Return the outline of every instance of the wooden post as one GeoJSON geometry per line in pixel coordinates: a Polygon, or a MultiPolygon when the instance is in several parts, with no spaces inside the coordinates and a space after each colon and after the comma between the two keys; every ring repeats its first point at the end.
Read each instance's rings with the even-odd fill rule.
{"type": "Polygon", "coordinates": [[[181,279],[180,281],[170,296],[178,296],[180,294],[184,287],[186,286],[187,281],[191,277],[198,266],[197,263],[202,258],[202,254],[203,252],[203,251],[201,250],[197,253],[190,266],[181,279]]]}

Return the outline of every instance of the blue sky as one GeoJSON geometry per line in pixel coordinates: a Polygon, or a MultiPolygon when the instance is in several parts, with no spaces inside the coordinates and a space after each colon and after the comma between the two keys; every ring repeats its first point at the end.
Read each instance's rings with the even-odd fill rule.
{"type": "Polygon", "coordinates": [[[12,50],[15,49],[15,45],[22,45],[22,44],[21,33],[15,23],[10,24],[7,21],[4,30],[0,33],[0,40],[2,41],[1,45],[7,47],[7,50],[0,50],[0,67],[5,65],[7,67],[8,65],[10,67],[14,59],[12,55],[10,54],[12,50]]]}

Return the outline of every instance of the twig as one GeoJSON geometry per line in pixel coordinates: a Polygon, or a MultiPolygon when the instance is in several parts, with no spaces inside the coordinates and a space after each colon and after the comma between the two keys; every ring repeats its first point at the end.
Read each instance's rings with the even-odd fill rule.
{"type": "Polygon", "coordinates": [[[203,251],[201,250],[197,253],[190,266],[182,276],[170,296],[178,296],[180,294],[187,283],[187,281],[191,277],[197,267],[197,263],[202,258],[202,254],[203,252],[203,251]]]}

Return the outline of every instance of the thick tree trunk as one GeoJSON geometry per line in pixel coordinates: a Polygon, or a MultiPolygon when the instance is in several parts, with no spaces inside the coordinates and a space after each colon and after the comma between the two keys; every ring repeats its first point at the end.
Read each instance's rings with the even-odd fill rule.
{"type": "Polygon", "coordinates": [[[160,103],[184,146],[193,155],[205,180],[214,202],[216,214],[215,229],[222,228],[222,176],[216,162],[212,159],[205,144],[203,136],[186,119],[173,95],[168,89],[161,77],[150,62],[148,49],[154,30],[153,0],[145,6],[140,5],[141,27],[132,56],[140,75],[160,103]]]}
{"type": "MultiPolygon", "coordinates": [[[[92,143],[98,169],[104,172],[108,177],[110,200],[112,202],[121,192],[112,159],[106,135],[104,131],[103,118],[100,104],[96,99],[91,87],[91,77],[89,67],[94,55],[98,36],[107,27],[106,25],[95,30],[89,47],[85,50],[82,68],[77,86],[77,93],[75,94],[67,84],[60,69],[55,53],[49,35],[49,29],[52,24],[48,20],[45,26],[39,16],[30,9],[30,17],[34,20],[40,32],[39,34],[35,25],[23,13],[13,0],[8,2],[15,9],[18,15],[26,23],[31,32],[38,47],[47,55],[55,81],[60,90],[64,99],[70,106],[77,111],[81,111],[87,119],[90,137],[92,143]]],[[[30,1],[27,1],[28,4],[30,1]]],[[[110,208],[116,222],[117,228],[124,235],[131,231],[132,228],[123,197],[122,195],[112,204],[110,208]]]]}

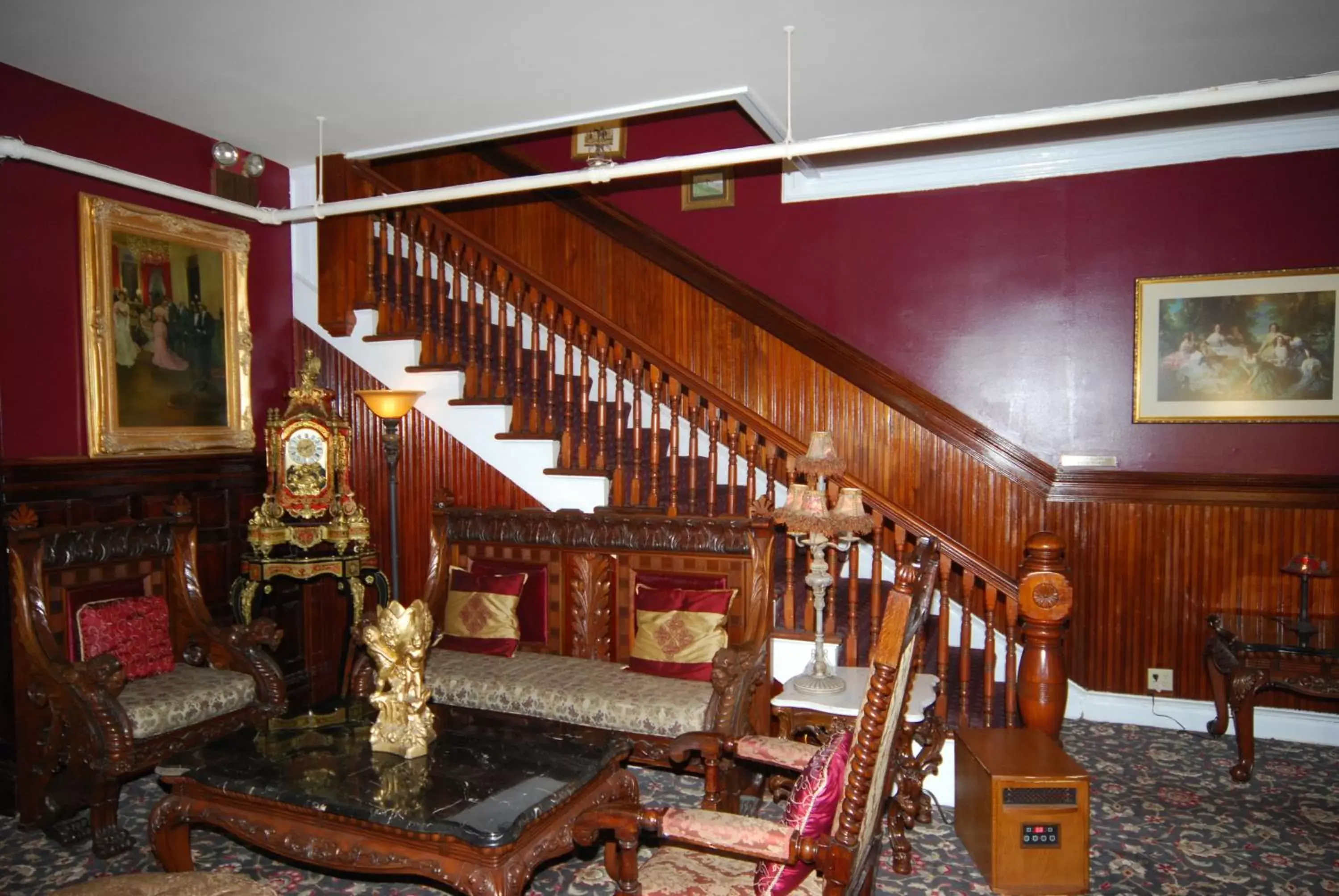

# GIVEN REQUEST
Copy the records again from the line that has "Return the outline of every instance of the twig" through the last record, requests included, and raise every pixel coordinate in the polygon outlines by 134. Leave the pictures out.

# PROBLEM SOLUTION
Return the outline of every instance of the twig as one GeoJSON geometry per line in pixel coordinates: a Polygon, or a MultiPolygon when the instance is in several parts, with no spaces inside the coordinates and a space after each colon and after the comma between the two keys; every ring repeats its first point at the end.
Read each instance's rings with the even-odd fill rule.
{"type": "Polygon", "coordinates": [[[337,385],[335,384],[331,387],[324,400],[316,410],[304,430],[312,430],[314,428],[321,417],[321,415],[325,411],[331,401],[331,397],[336,392],[336,388],[337,386],[337,385]]]}

Return the outline of every instance of the thick tree trunk as one GeoJSON geometry per line in pixel coordinates: a Polygon, or a MultiPolygon when the instance is in several parts, with no spaces inside the coordinates and a space after each colon and after the comma between the two keys; every ring repeats its first point at the end.
Read each instance's rings with the even-odd fill rule.
{"type": "Polygon", "coordinates": [[[294,237],[318,280],[327,289],[339,314],[348,336],[350,348],[349,363],[356,362],[356,310],[350,296],[346,293],[339,278],[337,270],[320,253],[307,229],[302,223],[295,211],[284,196],[282,183],[288,164],[287,134],[279,140],[274,139],[275,161],[266,190],[274,209],[294,237]]]}
{"type": "MultiPolygon", "coordinates": [[[[226,277],[232,303],[238,306],[242,311],[244,334],[246,336],[255,326],[246,293],[240,269],[238,265],[237,252],[234,238],[230,233],[225,221],[225,211],[223,201],[228,189],[232,170],[241,161],[240,159],[229,164],[223,181],[219,184],[216,202],[211,220],[211,227],[209,228],[201,218],[194,203],[189,187],[183,169],[183,163],[186,158],[182,154],[179,160],[173,150],[164,143],[164,151],[168,154],[174,166],[173,168],[169,159],[157,147],[147,134],[142,136],[149,143],[152,149],[160,157],[165,166],[172,181],[181,189],[189,215],[194,224],[198,233],[204,240],[211,245],[215,245],[221,253],[224,271],[226,277]]],[[[164,135],[161,135],[162,138],[164,135]]],[[[244,342],[250,356],[251,362],[258,369],[265,365],[266,362],[257,331],[256,329],[246,338],[244,342]]]]}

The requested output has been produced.